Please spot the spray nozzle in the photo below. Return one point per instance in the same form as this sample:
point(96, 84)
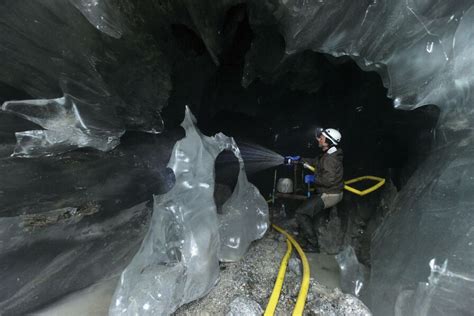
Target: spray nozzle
point(291, 160)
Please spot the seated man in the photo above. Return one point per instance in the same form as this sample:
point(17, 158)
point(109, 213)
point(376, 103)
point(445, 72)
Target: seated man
point(329, 186)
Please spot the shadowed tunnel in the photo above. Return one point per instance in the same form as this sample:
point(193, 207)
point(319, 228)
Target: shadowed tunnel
point(93, 98)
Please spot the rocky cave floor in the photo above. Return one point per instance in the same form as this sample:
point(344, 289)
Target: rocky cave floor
point(245, 287)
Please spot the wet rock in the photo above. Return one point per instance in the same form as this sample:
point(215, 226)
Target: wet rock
point(244, 306)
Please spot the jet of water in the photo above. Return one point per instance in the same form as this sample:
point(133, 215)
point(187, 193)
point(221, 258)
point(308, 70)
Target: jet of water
point(257, 157)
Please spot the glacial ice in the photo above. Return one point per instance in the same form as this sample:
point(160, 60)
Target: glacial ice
point(421, 48)
point(66, 128)
point(178, 261)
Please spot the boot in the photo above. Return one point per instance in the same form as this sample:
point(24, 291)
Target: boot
point(305, 227)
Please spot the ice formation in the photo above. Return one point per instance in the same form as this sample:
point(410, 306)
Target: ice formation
point(178, 261)
point(66, 128)
point(118, 57)
point(353, 274)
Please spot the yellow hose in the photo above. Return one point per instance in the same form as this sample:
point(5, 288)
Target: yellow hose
point(301, 300)
point(272, 303)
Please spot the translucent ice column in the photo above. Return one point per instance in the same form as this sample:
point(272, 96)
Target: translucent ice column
point(178, 261)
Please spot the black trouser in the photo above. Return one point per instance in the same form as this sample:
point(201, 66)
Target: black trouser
point(308, 216)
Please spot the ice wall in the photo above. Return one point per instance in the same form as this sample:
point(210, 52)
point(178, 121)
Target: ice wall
point(178, 261)
point(116, 58)
point(421, 49)
point(117, 77)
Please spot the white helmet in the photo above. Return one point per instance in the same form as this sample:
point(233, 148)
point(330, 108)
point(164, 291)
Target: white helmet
point(333, 135)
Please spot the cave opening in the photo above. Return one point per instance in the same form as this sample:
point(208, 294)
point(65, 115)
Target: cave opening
point(280, 110)
point(253, 71)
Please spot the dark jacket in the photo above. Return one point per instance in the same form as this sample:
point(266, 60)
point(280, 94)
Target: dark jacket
point(329, 172)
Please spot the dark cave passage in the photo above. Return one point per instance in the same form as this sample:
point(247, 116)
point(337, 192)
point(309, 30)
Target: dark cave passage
point(92, 96)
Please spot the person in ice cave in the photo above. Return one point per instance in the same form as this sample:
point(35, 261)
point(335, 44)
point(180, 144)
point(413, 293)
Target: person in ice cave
point(328, 180)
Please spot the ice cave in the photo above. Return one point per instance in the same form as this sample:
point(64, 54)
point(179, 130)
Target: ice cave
point(140, 143)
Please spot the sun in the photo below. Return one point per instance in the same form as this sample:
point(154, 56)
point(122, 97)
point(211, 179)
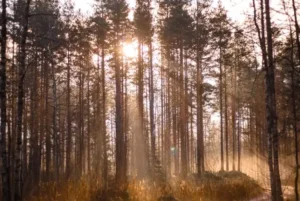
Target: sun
point(130, 49)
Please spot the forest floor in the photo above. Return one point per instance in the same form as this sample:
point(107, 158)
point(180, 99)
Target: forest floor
point(222, 186)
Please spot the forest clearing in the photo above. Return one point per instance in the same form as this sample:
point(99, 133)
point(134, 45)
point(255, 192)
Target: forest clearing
point(149, 100)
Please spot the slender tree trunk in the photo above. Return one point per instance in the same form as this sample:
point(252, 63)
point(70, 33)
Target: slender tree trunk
point(6, 188)
point(221, 110)
point(151, 101)
point(295, 128)
point(69, 119)
point(22, 66)
point(105, 159)
point(271, 113)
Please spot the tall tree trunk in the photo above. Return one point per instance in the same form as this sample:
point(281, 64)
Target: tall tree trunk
point(151, 101)
point(22, 66)
point(271, 113)
point(6, 188)
point(294, 97)
point(69, 118)
point(221, 110)
point(105, 159)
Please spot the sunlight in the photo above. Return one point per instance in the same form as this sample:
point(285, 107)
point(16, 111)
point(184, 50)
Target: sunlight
point(130, 49)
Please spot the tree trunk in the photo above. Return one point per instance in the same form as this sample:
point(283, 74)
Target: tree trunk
point(22, 67)
point(6, 188)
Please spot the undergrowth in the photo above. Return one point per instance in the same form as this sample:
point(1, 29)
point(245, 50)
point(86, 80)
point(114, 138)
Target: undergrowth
point(222, 186)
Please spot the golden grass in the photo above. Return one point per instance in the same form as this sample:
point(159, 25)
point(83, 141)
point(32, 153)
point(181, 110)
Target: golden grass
point(223, 186)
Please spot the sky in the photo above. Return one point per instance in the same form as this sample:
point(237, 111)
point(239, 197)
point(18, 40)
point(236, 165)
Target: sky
point(237, 7)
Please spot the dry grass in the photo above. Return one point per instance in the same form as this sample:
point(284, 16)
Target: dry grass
point(223, 186)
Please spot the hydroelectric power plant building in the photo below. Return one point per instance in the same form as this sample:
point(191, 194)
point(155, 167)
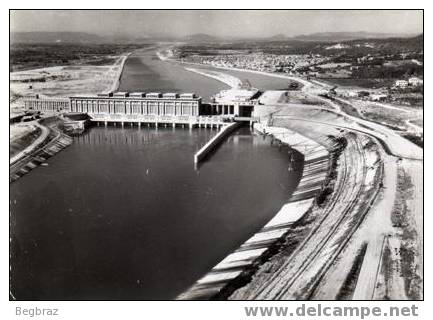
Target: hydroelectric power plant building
point(154, 107)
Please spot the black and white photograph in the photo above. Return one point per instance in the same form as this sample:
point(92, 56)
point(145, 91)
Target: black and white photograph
point(172, 155)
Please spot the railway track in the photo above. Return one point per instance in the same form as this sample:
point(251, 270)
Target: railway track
point(274, 288)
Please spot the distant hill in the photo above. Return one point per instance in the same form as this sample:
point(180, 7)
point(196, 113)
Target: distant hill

● ● ● ●

> [Work request]: Copy the records above exactly, beginning at the line that contains "point(281, 64)" and stopping after the line that contains "point(1, 29)".

> [Exercise result]:
point(281, 64)
Target: tall tree trunk
point(151, 101)
point(22, 66)
point(271, 113)
point(6, 188)
point(294, 97)
point(69, 118)
point(221, 110)
point(105, 159)
Please spot the sunlight in the photo above. Return one point per instance in the same form as this sample:
point(285, 107)
point(16, 111)
point(184, 50)
Target: sunlight
point(130, 49)
Please spot the tree trunk in the photo above. Return one point per instance in the same form as this sample:
point(283, 74)
Target: tree trunk
point(22, 67)
point(6, 188)
Please spot the undergrowth in the photo above. Return one point per instance in the same form as this sample:
point(1, 29)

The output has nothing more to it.